• **AIM OF THE EXERCISE**
Rewrite the entries below with every "vertex pairs" changed to "coordinate pairs", keeping everything else the same.
Start of DATASET CONTENT
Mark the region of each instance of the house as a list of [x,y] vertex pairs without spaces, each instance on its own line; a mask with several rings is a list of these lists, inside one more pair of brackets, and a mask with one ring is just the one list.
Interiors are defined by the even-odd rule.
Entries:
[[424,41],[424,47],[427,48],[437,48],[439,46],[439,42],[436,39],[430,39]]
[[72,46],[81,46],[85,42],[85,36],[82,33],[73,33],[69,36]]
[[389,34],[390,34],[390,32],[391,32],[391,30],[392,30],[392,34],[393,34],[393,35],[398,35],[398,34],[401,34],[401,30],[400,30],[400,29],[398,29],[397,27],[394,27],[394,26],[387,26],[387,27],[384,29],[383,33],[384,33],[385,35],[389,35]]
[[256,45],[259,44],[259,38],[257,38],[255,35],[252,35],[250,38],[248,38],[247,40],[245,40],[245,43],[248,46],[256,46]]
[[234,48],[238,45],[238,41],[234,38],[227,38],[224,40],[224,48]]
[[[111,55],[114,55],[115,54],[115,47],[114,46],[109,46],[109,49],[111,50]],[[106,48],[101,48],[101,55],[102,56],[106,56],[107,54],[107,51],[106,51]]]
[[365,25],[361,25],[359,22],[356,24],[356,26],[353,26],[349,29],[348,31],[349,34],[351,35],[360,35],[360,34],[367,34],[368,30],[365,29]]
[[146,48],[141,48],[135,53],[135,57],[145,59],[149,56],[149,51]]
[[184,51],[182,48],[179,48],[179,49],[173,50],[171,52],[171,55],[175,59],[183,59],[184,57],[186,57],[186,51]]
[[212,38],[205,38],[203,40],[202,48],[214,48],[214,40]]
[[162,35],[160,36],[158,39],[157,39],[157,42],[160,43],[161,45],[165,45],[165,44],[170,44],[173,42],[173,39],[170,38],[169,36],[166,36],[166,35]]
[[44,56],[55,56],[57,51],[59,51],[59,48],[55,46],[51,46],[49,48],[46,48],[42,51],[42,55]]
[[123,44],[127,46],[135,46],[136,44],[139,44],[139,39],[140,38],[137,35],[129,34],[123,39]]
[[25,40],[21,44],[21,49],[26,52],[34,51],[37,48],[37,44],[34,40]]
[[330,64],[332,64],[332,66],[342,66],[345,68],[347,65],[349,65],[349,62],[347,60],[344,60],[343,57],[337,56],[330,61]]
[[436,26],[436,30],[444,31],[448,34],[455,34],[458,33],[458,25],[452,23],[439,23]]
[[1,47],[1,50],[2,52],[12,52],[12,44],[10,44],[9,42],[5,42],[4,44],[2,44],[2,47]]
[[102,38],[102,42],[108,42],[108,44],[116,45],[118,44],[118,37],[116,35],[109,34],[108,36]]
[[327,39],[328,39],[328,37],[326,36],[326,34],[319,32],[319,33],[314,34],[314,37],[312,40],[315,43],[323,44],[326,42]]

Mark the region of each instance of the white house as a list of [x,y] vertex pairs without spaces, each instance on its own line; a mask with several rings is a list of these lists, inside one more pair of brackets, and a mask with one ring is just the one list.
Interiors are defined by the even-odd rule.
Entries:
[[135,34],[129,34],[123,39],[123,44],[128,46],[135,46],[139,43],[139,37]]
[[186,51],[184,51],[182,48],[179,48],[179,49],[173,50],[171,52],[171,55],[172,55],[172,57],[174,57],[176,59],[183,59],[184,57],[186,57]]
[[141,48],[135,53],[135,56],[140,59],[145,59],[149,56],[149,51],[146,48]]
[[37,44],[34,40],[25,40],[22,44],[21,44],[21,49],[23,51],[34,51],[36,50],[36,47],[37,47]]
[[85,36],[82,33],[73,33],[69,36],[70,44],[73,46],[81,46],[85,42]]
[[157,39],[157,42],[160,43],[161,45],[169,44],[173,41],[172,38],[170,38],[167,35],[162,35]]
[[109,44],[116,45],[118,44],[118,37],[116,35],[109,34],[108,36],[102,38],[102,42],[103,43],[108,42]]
End of DATASET CONTENT
• **EXERCISE SOLUTION**
Mark the region of each instance of the house as a list of [x,y] coordinate pairs without spaces, each instance on its own line; a mask with several rings is a list of these lists, inside one more pair of brackets, and a mask with one ring is just the one list.
Interiors are defined by the even-odd rule.
Entries:
[[424,41],[424,47],[427,48],[437,48],[439,46],[439,42],[436,39],[430,39]]
[[72,46],[81,46],[85,42],[85,36],[82,33],[73,33],[69,36]]
[[389,34],[390,34],[390,32],[391,32],[391,30],[392,30],[392,34],[393,34],[393,35],[398,35],[398,34],[401,34],[401,30],[400,30],[400,29],[398,29],[397,27],[394,27],[394,26],[387,26],[387,27],[384,29],[383,33],[384,33],[385,35],[389,35]]
[[256,45],[259,44],[259,38],[257,38],[255,35],[252,35],[250,38],[248,38],[247,40],[245,40],[245,43],[248,46],[256,46]]
[[234,48],[238,45],[238,41],[234,38],[227,38],[224,40],[224,48]]
[[[111,55],[114,55],[115,54],[115,47],[114,46],[109,46],[109,49],[111,50]],[[106,48],[101,48],[101,55],[102,56],[106,56],[107,54],[107,51],[106,51]]]
[[365,25],[361,25],[359,22],[356,24],[356,26],[353,26],[349,29],[348,31],[349,34],[351,35],[360,35],[360,34],[367,34],[368,30],[365,29]]
[[146,48],[141,48],[135,53],[135,57],[145,59],[149,56],[149,51]]
[[184,51],[182,48],[179,48],[179,49],[173,50],[171,52],[171,55],[175,59],[183,59],[184,57],[186,57],[186,51]]
[[212,38],[205,38],[203,40],[202,48],[214,48],[214,40]]
[[162,35],[160,36],[158,39],[157,39],[157,42],[160,43],[161,45],[165,45],[165,44],[170,44],[173,42],[173,39],[170,38],[169,36],[166,36],[166,35]]
[[44,56],[55,56],[57,51],[59,51],[59,48],[55,46],[51,46],[49,48],[46,48],[42,51],[42,55]]
[[123,44],[127,46],[135,46],[136,44],[139,44],[139,39],[140,38],[137,35],[129,34],[123,39]]
[[25,40],[21,44],[21,49],[26,52],[34,51],[37,48],[37,44],[34,40]]
[[330,64],[332,64],[332,66],[342,66],[345,68],[347,65],[349,65],[349,62],[347,60],[344,60],[343,57],[337,56],[330,61]]
[[436,26],[436,30],[444,31],[448,34],[455,34],[458,33],[458,25],[452,23],[439,23]]
[[1,47],[1,50],[2,52],[12,52],[12,44],[10,44],[9,42],[5,42],[4,44],[2,44],[2,47]]
[[102,38],[102,42],[108,42],[108,44],[116,45],[118,44],[118,37],[116,35],[109,34],[108,36]]
[[327,39],[328,39],[328,37],[326,36],[326,34],[319,32],[319,33],[314,34],[314,37],[312,40],[315,43],[323,44],[326,42]]

Mark the region of each instance of the white house as a list of [x,y] coordinate pairs without spaces, each instance on its own line; a mask with several rings is a list of these lists, inside one more pair of brackets, and a mask with one ring is just the one list.
Interiors are defined by the even-odd rule.
Entries:
[[135,34],[129,34],[123,39],[123,44],[128,46],[135,46],[139,43],[139,37]]
[[186,51],[184,51],[182,48],[179,48],[179,49],[173,50],[171,52],[171,55],[172,55],[172,57],[174,57],[176,59],[183,59],[184,57],[186,57]]
[[141,48],[135,53],[135,56],[140,59],[145,59],[149,56],[149,51],[146,48]]
[[37,44],[34,40],[25,40],[22,44],[21,44],[21,49],[23,51],[34,51],[36,50],[36,47],[37,47]]
[[85,36],[82,33],[73,33],[69,36],[70,44],[73,46],[81,46],[85,42]]
[[157,39],[157,42],[160,43],[161,45],[169,44],[173,41],[172,38],[170,38],[167,35],[162,35]]
[[109,44],[116,45],[118,44],[118,37],[116,35],[109,34],[108,36],[102,38],[102,42],[103,43],[108,42]]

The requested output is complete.